• _Work order_: Could you filter the data below down to the lines that hold the word "wooden"?

Referring expression pointing data
════

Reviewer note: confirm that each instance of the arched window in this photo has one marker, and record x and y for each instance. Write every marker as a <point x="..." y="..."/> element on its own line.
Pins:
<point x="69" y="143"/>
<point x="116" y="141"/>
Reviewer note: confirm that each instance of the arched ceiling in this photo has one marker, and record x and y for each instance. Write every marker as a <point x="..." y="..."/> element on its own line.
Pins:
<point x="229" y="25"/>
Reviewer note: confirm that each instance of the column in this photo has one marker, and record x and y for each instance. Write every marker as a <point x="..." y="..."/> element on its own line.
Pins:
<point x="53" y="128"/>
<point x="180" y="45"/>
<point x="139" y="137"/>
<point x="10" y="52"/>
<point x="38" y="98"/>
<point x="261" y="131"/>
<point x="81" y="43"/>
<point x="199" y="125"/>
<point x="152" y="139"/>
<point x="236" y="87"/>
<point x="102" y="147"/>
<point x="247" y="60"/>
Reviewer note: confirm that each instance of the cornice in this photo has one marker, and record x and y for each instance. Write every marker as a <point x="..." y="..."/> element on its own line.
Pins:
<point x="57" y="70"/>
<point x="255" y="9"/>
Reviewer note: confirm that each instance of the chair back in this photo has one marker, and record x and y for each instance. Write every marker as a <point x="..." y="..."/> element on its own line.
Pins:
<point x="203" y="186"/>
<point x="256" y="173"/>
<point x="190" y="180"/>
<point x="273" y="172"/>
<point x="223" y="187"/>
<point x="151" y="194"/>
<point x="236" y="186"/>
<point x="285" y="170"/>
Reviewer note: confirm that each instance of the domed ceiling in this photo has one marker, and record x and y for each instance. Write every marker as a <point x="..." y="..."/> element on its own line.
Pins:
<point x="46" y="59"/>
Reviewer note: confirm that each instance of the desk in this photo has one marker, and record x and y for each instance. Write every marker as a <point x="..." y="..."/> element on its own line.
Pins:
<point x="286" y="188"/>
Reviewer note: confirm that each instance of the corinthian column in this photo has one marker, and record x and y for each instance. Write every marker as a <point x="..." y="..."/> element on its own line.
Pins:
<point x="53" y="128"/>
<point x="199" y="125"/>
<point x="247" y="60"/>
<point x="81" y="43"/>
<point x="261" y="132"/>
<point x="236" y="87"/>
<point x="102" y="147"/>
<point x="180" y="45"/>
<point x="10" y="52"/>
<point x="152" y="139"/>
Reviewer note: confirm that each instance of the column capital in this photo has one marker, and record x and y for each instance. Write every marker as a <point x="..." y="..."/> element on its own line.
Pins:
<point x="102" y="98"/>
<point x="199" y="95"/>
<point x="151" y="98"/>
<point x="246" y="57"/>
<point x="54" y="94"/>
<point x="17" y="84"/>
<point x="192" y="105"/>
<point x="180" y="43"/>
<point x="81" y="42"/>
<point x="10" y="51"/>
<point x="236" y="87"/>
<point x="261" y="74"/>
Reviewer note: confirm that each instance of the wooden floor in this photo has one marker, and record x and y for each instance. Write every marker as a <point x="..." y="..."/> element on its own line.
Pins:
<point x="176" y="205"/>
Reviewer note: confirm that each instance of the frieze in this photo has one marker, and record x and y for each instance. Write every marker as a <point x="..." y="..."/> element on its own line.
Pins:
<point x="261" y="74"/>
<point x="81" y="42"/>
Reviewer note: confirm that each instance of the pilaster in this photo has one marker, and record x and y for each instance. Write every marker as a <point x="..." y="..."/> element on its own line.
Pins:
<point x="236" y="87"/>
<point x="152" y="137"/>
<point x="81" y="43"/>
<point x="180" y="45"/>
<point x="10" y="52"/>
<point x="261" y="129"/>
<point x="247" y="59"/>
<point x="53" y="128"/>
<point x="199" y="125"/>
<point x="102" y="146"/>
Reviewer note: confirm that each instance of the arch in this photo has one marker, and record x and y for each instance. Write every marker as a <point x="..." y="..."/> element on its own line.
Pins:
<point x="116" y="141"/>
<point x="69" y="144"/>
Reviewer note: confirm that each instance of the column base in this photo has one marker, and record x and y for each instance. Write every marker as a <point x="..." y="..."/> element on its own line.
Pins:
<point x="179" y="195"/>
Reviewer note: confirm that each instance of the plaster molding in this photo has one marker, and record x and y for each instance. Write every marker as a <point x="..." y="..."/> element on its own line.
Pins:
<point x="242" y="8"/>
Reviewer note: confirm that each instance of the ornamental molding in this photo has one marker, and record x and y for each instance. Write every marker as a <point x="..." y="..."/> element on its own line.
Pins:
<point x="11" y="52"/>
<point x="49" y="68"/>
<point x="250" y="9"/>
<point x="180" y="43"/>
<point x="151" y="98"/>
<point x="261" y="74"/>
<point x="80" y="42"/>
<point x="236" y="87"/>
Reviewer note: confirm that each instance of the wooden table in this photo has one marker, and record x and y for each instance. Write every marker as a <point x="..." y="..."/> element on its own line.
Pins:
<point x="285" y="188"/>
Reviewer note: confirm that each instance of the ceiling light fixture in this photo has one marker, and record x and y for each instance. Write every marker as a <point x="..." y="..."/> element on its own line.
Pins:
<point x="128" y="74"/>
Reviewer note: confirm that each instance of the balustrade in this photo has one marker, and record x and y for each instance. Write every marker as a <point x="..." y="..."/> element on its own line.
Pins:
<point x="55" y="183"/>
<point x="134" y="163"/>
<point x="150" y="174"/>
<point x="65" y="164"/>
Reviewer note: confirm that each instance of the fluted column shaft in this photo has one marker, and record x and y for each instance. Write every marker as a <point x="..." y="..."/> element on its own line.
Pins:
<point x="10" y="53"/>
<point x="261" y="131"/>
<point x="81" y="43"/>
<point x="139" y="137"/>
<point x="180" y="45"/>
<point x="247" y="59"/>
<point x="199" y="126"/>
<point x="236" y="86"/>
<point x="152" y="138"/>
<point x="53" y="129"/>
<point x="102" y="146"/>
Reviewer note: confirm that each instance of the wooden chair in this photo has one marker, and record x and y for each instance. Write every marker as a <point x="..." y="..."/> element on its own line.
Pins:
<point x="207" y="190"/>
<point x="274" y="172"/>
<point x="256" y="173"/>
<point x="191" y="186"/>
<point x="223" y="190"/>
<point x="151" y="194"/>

════

• _Solution for this problem_:
Reviewer note: confirm that each instance of the wooden floor in this photo has one marker, and record x and y for each instance. Write every marker as a <point x="..." y="..."/> element on its own line.
Reviewer note: confirm that each instance of the wooden table in this photo has one marker, and record x and y for each instance. Write every marker as a <point x="..." y="..."/> element on its own line.
Reviewer note: confirm that each instance of the wooden chair in this photo has one marker, and record x and y for each instance. Write every marker as a <point x="..." y="..."/> element on its own line.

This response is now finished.